● TASK DIRECTIONS
Rewrite the listing below with "boulder" switched to "large stone" and every other part left unchanged.

● SOURCE RECORDS
════════════════════

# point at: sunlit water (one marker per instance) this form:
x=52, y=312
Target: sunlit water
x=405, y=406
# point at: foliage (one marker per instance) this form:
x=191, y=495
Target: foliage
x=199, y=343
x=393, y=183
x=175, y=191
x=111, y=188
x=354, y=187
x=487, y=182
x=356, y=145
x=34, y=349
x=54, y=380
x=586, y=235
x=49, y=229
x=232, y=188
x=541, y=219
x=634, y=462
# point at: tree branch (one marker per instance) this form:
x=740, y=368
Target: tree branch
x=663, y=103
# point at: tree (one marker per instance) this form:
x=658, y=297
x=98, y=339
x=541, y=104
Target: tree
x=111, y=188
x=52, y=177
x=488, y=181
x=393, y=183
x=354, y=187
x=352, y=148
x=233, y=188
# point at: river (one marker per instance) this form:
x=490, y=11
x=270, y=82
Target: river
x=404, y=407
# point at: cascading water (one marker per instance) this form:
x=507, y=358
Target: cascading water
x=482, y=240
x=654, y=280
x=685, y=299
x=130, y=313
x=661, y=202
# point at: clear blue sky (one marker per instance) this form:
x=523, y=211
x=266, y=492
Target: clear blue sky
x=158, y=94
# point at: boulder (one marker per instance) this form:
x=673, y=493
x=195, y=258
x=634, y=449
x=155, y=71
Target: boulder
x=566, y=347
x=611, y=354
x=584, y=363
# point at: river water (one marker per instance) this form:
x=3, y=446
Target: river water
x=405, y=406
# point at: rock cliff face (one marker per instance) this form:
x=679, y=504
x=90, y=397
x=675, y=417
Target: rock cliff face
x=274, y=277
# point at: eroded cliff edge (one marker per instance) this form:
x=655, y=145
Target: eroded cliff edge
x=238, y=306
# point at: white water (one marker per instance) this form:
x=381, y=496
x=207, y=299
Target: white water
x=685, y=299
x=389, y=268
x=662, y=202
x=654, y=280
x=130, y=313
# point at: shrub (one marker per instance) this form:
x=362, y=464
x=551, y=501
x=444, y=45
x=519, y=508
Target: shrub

════════════════════

● TASK OUTPUT
# point at: sunlit water (one marker per instance) this form:
x=52, y=312
Target: sunlit water
x=405, y=406
# point at: foliage (one marker per instance) this form:
x=191, y=495
Target: foliage
x=199, y=343
x=393, y=183
x=175, y=191
x=111, y=188
x=354, y=187
x=487, y=182
x=356, y=145
x=34, y=349
x=54, y=380
x=586, y=235
x=49, y=229
x=232, y=188
x=541, y=219
x=634, y=462
# point at: tree branch (one marker per instance) this form:
x=740, y=368
Target: tree branch
x=663, y=103
# point at: tree (one marker per instance) this form:
x=658, y=297
x=98, y=339
x=541, y=104
Target: tree
x=111, y=188
x=52, y=177
x=488, y=181
x=393, y=183
x=354, y=187
x=352, y=148
x=233, y=188
# point at: river (one marker per instance) this form:
x=490, y=11
x=270, y=82
Target: river
x=404, y=407
# point at: cascading water (one marker per instance) this form:
x=507, y=358
Target: cascading water
x=482, y=240
x=654, y=280
x=685, y=299
x=130, y=313
x=661, y=202
# point at: clear blue sky (one marker per instance) this form:
x=523, y=211
x=266, y=492
Target: clear blue sky
x=158, y=94
# point at: large stone (one marker per instance) this form:
x=673, y=493
x=195, y=258
x=634, y=449
x=155, y=71
Target: large stone
x=566, y=347
x=611, y=354
x=584, y=363
# point at: river water (one marker per instance) this form:
x=3, y=446
Target: river water
x=405, y=406
# point at: rock cliff face (one marker per instance) this form:
x=679, y=504
x=90, y=397
x=675, y=417
Target: rock cliff face
x=274, y=277
# point at: eroded cliff edge (one marker per instance) this form:
x=655, y=145
Target: eroded cliff edge
x=238, y=306
# point at: white water (one marker per instance) this form:
x=381, y=496
x=207, y=299
Target: white water
x=685, y=299
x=389, y=268
x=662, y=202
x=654, y=280
x=130, y=313
# point at: shrub (one marker per instance) this form:
x=362, y=464
x=551, y=501
x=444, y=45
x=519, y=508
Target: shrub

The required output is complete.